■ WHAT YOU HAVE TO DO ■
Rewrite the data from the line containing "Pin every instance of the white legging" through the end, replacing "divided by a space" with "separated by a space" and keeping everything else the same.

[Location identification data]
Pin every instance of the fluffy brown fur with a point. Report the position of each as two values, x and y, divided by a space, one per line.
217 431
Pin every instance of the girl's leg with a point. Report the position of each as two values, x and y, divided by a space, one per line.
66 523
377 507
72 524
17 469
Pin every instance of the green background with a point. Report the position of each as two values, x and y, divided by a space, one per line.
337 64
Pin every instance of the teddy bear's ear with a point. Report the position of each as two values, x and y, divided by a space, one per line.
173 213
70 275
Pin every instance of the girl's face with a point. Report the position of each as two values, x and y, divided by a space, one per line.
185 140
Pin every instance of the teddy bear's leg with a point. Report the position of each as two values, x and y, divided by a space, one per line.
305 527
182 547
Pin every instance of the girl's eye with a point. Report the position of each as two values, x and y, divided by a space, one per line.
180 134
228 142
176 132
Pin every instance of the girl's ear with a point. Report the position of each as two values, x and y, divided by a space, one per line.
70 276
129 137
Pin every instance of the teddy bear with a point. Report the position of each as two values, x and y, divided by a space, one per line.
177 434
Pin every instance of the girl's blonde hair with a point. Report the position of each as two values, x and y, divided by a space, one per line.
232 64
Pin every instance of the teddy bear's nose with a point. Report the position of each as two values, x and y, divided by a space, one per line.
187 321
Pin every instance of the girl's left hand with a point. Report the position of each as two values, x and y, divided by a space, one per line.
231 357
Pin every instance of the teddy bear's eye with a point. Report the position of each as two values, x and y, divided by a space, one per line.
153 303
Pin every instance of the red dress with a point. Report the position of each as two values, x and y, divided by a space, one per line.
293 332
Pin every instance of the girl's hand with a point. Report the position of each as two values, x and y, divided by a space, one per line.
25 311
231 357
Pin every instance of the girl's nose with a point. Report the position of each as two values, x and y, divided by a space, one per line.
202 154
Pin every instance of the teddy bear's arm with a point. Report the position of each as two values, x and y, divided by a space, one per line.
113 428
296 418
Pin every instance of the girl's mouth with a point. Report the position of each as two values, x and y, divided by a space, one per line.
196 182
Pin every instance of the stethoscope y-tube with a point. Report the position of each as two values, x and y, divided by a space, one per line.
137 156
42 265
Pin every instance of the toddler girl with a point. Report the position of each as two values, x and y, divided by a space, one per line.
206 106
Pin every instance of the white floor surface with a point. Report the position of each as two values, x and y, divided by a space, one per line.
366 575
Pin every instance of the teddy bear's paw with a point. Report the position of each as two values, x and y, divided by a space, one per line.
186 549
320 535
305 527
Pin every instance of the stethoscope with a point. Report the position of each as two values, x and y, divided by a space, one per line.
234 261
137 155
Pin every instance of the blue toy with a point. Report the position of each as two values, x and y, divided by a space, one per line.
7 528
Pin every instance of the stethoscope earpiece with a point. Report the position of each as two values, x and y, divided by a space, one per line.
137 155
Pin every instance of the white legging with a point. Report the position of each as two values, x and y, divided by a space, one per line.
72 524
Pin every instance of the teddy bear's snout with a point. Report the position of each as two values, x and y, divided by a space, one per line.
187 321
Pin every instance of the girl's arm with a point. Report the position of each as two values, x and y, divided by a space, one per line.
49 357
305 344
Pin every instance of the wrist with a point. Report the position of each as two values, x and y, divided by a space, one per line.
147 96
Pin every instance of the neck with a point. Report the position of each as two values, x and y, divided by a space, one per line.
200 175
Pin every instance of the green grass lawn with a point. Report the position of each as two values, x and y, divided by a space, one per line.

■ RESPONSE TO THE EXERCISE ■
Pin every instance of the white legging with a point. Report the position of each as two values, x and y, separated by a space, one per line.
72 524
Pin every instance of the teddy bear's snout with a point. Report the position of each as two values, x and y, separated by a space, one per line.
187 321
Pin every instance of the girl's arm with a point. Report the position of each as two values, x and y, separated by a space, one per line.
49 357
305 344
Pin every instance of the wrist with a point. Report the position of each as two values, x and y, separated by a space, one per line.
147 96
Pin every instance of the neck with a point. Report the position of each as two values, x and y, separated by a space, one per line.
200 175
Pin every instance of the green grass lawn with a point. Report the position of each as two values, x and y, separated by a space, one per line.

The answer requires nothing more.